▸ Directive
Copy the lines from the one with "Point to the speedometer." to the one with "x=752, y=293", substituting "rev counter" for "tachometer" and keeping everything else the same.

▸ Entries from a pointing dataset
★ ★ ★

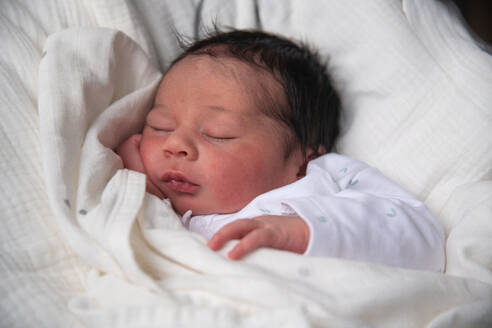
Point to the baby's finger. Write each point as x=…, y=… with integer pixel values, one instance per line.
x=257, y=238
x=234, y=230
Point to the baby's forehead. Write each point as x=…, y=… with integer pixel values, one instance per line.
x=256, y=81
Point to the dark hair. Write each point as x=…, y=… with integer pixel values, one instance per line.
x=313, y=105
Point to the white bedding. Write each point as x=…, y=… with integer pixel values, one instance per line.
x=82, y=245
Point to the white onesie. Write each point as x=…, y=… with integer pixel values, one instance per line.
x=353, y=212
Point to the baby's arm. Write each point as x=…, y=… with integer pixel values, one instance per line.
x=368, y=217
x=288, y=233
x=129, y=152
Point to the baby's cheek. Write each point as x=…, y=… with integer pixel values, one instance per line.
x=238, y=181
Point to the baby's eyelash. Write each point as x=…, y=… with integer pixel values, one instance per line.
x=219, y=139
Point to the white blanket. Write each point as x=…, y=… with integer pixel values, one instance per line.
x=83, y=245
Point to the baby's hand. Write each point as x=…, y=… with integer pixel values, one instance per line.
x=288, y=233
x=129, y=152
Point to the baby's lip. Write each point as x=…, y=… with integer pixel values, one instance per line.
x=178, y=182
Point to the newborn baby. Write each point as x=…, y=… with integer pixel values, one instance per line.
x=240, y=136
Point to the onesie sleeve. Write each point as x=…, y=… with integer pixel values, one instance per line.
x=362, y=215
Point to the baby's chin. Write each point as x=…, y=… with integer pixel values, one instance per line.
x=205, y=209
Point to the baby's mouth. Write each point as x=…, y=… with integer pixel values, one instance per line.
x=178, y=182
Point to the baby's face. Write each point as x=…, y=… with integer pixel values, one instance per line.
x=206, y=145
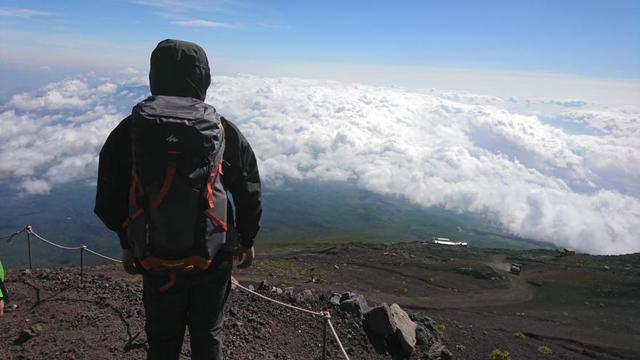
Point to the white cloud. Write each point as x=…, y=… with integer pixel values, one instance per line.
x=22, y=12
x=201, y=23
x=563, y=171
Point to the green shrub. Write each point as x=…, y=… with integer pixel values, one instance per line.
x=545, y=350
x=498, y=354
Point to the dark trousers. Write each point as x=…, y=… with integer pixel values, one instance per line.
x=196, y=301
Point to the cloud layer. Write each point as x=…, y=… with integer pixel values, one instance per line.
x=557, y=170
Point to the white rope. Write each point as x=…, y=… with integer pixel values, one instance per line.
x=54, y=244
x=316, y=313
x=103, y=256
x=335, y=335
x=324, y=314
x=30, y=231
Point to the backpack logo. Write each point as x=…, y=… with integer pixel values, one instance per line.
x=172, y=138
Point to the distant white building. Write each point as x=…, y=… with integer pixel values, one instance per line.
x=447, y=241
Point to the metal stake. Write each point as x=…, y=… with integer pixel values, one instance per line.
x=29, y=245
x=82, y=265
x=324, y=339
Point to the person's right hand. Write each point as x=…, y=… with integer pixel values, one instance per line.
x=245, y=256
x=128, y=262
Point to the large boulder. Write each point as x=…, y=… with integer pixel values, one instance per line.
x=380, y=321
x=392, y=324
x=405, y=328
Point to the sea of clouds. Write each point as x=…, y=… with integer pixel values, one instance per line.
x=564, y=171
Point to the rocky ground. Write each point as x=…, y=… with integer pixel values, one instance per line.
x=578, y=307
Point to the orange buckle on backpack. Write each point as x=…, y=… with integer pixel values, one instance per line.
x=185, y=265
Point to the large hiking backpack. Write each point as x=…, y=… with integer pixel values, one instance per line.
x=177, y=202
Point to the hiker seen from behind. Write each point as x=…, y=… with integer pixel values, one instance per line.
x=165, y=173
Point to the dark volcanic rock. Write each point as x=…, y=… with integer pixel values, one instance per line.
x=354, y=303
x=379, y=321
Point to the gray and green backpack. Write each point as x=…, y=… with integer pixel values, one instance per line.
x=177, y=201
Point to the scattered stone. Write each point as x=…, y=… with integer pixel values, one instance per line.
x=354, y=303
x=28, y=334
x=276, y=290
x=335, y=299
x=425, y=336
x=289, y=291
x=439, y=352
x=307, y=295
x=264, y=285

★ ★ ★

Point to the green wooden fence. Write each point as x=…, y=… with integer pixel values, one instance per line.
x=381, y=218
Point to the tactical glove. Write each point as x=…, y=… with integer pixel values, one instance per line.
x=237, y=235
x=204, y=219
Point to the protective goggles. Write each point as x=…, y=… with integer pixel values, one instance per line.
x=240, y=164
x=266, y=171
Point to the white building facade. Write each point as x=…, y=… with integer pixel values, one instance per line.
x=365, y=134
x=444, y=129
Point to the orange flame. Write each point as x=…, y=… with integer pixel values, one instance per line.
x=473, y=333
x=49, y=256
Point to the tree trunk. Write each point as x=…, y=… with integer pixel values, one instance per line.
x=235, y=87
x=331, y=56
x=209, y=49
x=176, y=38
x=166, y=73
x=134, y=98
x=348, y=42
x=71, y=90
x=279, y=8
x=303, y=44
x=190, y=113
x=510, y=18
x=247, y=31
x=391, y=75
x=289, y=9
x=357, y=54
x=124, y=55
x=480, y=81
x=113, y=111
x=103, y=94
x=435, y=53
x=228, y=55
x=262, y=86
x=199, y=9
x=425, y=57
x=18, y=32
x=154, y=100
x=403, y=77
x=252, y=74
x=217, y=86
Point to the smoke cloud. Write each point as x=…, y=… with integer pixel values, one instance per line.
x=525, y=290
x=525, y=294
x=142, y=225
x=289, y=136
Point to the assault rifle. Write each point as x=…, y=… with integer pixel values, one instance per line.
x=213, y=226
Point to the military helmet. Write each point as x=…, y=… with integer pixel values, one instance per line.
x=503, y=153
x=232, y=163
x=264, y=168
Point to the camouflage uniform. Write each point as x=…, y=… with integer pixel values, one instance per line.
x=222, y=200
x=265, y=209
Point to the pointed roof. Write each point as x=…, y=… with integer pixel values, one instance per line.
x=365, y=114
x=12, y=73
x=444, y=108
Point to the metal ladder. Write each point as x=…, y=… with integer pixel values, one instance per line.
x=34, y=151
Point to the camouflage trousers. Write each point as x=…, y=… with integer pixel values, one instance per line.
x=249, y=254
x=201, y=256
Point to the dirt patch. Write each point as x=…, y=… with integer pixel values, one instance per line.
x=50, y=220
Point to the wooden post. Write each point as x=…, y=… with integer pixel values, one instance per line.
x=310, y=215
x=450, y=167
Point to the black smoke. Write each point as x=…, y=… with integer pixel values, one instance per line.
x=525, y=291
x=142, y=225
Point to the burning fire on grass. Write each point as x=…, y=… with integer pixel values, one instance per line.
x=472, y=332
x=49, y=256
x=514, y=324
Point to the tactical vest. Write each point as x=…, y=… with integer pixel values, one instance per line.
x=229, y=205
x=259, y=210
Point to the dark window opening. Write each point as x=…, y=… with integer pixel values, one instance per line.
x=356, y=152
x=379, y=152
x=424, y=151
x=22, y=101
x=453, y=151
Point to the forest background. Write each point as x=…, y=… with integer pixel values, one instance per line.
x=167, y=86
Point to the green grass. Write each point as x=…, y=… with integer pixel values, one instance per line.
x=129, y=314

★ ★ ★

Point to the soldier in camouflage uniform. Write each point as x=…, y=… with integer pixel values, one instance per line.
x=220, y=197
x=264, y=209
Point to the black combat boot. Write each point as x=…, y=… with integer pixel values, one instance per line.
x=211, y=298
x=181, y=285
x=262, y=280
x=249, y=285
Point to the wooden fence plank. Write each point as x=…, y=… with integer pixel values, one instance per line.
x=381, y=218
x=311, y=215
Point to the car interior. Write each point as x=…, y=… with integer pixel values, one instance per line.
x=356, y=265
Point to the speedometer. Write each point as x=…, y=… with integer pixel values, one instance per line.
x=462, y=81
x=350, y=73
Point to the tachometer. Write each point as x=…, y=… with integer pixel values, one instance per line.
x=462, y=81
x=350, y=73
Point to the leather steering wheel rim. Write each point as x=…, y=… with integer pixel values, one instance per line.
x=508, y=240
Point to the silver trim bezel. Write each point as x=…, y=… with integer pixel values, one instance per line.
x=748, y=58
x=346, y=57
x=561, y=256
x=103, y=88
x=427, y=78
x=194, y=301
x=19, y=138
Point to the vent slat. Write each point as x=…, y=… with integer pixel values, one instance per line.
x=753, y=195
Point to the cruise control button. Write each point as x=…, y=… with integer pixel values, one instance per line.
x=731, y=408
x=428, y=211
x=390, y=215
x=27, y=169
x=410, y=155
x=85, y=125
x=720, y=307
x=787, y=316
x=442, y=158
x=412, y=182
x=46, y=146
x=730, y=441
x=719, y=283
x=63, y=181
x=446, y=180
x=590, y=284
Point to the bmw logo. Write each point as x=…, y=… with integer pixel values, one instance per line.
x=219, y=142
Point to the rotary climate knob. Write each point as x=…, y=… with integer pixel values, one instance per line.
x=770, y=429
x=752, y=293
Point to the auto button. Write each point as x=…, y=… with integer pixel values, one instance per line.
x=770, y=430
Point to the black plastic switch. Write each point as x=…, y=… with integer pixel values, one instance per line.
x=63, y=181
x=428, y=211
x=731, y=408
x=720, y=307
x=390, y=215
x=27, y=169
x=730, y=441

★ ★ ★

▸ Final answer
Point to the speedometer. Write each point as x=…, y=… with integer pixel values, one instance per line.
x=462, y=81
x=350, y=73
Point to the rev counter. Write each point as x=…, y=… with integer pixel values, one instance per line.
x=462, y=81
x=350, y=73
Point to the leather steering wheel rim. Write each point as x=…, y=… with integer pixel values, one instance per line.
x=508, y=240
Point to the silver trim bezel. Write each point as x=…, y=… with integer pixel values, one instance per line.
x=748, y=58
x=346, y=57
x=561, y=256
x=103, y=88
x=427, y=78
x=194, y=301
x=19, y=138
Point to the vent slat. Write each point as x=…, y=… with integer pixel values, one instance per line.
x=753, y=195
Point to the cruise control button. Write each point as x=…, y=… with integer pixel values, one instance per line.
x=731, y=408
x=428, y=211
x=390, y=215
x=27, y=169
x=410, y=155
x=85, y=125
x=720, y=307
x=787, y=316
x=442, y=158
x=412, y=182
x=46, y=146
x=730, y=441
x=719, y=283
x=63, y=181
x=446, y=180
x=590, y=284
Point to the bmw logo. Write each point as x=…, y=… with integer pixel values, one instance per line.
x=219, y=142
Point to the rotary climate knob. Write each point as x=…, y=… with integer pixel values, one instance per line.
x=770, y=429
x=752, y=293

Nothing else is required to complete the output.